**PROVIDED MATERIAL**:
[start]

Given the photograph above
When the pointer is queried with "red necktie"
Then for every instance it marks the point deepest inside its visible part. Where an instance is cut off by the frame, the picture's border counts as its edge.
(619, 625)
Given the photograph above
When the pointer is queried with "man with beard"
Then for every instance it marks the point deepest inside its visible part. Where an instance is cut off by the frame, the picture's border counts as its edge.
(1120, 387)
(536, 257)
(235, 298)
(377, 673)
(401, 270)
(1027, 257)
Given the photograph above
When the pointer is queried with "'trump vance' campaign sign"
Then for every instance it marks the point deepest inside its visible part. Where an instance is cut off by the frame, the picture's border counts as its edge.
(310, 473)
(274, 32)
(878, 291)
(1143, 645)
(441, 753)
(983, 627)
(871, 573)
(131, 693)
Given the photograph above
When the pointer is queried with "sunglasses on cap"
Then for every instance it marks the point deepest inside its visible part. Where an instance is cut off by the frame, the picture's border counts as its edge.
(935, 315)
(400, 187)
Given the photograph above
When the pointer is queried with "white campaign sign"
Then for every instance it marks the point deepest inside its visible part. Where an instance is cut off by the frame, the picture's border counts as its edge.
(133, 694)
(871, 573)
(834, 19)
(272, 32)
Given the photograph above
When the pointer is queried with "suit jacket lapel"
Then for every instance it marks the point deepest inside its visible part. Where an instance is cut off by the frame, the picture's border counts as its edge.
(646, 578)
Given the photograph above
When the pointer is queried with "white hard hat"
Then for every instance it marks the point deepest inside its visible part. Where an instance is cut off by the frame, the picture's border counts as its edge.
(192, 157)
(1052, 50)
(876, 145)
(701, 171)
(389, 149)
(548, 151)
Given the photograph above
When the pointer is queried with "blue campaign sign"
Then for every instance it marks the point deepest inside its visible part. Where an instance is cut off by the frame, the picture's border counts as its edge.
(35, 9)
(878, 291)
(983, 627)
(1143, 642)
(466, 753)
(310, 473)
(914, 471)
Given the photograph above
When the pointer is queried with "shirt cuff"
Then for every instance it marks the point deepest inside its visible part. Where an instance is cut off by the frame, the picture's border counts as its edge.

[end]

**TASK TO CARRY OUT**: Go through the records above and retype each one exactly.

**ANSWER TO THE TASK**:
Given the photograph above
When the pointer is queried with "red necktie"
Then for every instance it marks the point deepest inside its visible part. Where an instance is cut off by the frame, the picture's border counts as its edge.
(619, 625)
Given the photograph above
When the pointer is queried with "man with beard"
Then for every instance it marks the point deepest inside its visible part. Where an instance is cut off by the frame, the picture's border counts as its edge.
(1120, 387)
(536, 257)
(235, 298)
(377, 673)
(401, 270)
(1027, 257)
Given the photograph above
When the pointer is queried with "'trump vance' campaign sign"
Then for every instance it marks the point deepest inside its visible part. Where an instance is cut off by the frame, the picture's border counts as its edge.
(310, 473)
(274, 32)
(878, 291)
(1143, 645)
(441, 753)
(983, 627)
(871, 573)
(131, 693)
Given the photograph above
When the pointer is queried with "sunglasses on cap"
Then for every instance it marks the point deepest inside its visible part. Where an instance is cut off by the frame, the picture's border counts as its edge.
(935, 315)
(400, 187)
Given the photograph above
When the pointer is queried with "white campaign sign"
Then for every instance it marks the point deepest inside its visible part. Where an instance is cut off by the frame, the picture's border counts as its edge.
(133, 694)
(871, 573)
(834, 19)
(272, 32)
Given the photograph above
When the pointer is queried with "suit jacket lapel"
Then for every instance it marks the point deepest inside its visible part. Where an instance is cut off by the frame, the picture's border counts as its edge.
(646, 578)
Given the photograph above
When the pointer is queried with "white hard hat"
Then for every instance it marks the point deepest inside its visible part. Where an instance is cut off by the frame, the picture's border counts as its edge.
(192, 157)
(1052, 50)
(876, 145)
(701, 171)
(389, 149)
(548, 151)
Given the photograph above
When the pointer is queried with "blue campaign sign"
Then for every instance it marks the point deepest inside its visible part. Where an instance is cut off by the frame, the picture's border counts as its edge.
(35, 9)
(878, 291)
(983, 627)
(1143, 642)
(466, 753)
(310, 473)
(914, 471)
Given the photograph above
When the pointer is queried with "shirt cuff"
Then for every instance it marks the point deepest inside its visible part. Where an instance is cut off by the frame, the picture's border counts as its edge.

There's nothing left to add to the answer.